▶ WHAT NEEDS TO BE DONE
Write the entries below out again without a single difference.

▶ INFORMATION GIVEN
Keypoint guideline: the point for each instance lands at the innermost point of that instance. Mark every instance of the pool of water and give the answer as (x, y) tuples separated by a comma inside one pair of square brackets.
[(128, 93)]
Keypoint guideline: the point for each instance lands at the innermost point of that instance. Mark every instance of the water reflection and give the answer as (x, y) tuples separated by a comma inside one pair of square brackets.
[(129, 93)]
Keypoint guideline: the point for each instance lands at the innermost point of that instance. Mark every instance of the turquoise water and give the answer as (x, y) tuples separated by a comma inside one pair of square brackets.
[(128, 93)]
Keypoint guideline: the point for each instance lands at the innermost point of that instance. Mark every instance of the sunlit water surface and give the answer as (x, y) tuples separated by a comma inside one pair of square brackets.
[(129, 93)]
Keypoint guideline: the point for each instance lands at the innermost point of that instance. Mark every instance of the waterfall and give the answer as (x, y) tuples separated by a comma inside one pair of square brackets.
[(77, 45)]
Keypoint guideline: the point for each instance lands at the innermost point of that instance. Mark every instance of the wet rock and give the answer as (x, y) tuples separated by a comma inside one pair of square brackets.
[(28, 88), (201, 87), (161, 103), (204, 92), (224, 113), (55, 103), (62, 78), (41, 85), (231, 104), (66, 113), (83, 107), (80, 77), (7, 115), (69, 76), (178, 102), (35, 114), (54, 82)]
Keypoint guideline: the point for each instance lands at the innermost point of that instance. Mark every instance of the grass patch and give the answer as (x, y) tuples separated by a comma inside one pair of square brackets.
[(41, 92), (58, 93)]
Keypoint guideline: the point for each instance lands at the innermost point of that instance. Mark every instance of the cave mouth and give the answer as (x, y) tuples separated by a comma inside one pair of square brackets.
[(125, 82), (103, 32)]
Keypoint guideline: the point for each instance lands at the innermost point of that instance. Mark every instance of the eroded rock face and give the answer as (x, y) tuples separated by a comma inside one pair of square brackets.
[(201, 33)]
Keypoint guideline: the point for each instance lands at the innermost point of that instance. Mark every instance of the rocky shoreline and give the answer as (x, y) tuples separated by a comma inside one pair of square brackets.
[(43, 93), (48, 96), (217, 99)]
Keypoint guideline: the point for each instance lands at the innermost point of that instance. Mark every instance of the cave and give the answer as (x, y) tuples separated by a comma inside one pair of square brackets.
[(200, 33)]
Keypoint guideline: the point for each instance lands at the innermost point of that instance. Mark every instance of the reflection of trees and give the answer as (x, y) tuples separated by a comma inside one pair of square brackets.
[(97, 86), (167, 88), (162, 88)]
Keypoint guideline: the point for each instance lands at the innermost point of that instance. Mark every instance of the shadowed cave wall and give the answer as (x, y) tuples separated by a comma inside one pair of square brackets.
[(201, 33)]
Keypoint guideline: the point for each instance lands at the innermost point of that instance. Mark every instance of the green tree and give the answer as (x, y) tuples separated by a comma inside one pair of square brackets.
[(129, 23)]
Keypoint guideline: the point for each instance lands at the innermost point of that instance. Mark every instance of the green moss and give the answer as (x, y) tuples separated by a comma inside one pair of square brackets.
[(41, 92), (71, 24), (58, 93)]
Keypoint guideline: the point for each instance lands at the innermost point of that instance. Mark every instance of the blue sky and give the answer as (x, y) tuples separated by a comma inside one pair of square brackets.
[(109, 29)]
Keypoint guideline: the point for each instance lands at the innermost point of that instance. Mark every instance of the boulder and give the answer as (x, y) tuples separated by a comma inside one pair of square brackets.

▶ FINAL ANSWER
Keypoint guideline: the point for each instance lands at the innermost point of that instance. Mark every instance of the pool of water and give the answer as (x, y) tuples separated by a comma inside one pair of square brackets.
[(128, 93)]
Keypoint guideline: the point for each instance lands at the innermost point of that instance. Mark every instance of the water reflection and give the answer as (x, y) tuples separated by a comma inside one pair of square brackets.
[(129, 93)]
Keypoint guideline: the point for each instance lands at the innermost point of that instance. Mark every instance of the turquoise water and give the answer as (x, y) tuples separated by a comma inside one pair of square brackets.
[(128, 93)]
Keypoint guideline: the point for each instance lands at the innermost point of that instance. Mark every instance of the sunlit water surface and give the answer as (x, y) tuples separated by a comma inside one pair of square brackets.
[(129, 93)]
Keypoint guideline: the point for each instance lands at the innermost point of that instance. Mark every instance of the waterfall and give the answer as (x, y) tuples separated by a comma inside one pair of square brackets.
[(77, 45)]
Keypoint guideline: the point for each instance lands at the innermost point of that instance. Mark every instance of the wet rock and give the answer as (x, y) tuples separated by a comma inside one pair of square brackets.
[(28, 88), (201, 87), (161, 103), (204, 92), (224, 113), (55, 103), (62, 78), (41, 85), (231, 104), (66, 113), (83, 107), (80, 77), (7, 115), (69, 76), (178, 102), (35, 114), (54, 82)]
Keypoint guideline: the point for each instance lands at the innermost point of that instance. Mark every instance of the grass patch and give the answer as (x, y) tuples separated by a comma inside one pair of square brackets.
[(41, 92), (58, 93)]
Keypoint guideline: the point for each instance lands at the innermost point of that instance. Mark every instance of the cave mouth and give the answer as (x, y) tuples separated by a comma inside one pair of square brackets.
[(125, 82), (103, 32)]
Keypoint guideline: the point for each instance lands at the innermost point of that instance. Mark every instance of the eroded rock face and give the answer as (x, y) tuples separated by a comma inside one pair of square brackets.
[(201, 33)]
Keypoint guideline: the point for each instance lands at the innermost point of that instance. Mark every instance of the rocky shoreline and give the answer as (x, y) tuples separated by a comma inside one pair of square brackets.
[(43, 93), (48, 96), (217, 99)]
Keypoint guideline: the point for each instance lands at the innermost point of that instance. Mark every instance of the cave and give the answer as (x, y) tuples separated by a comma inside one pair of square brackets.
[(200, 33)]
Keypoint guideline: the point for each instance lands at the innermost point of that instance. Mark every instance of the reflection of trees and give the answer as (x, y) tuples separated by a comma inside one pair of square brackets.
[(97, 86), (167, 88), (162, 88)]
Keypoint guideline: the point for each instance lands at the innermost point of that instance. Mark every instance of the shadowed cave wall and give the answer as (x, y) tuples separated by a comma inside one pair of square brackets.
[(201, 33)]
Keypoint guideline: the point for each instance lands at the innermost point of that instance. Mark every instance of the green tree and give the answer as (x, y) tuples separated by a comma inside one pair of square brackets.
[(129, 23)]
Keypoint guideline: the point for each instance lands at the innermost point of that instance. Mark every instance of the green moss and give the answer as (x, y) tuples separated by a comma inside one pair of square brackets.
[(41, 92), (71, 24), (58, 93)]
Keypoint guideline: the point for each instance lands at the innermost point of that instance. Mark every instance of the blue sky and give the answer as (x, y) tuples separated by a comma inside one pair of square brackets.
[(109, 29)]
Keypoint guideline: the point for each instance lands at the innermost point of that instance. Mark every instance of the boulder and give the answer as (x, y) tuples separated by a comma inside one pair of square brackets.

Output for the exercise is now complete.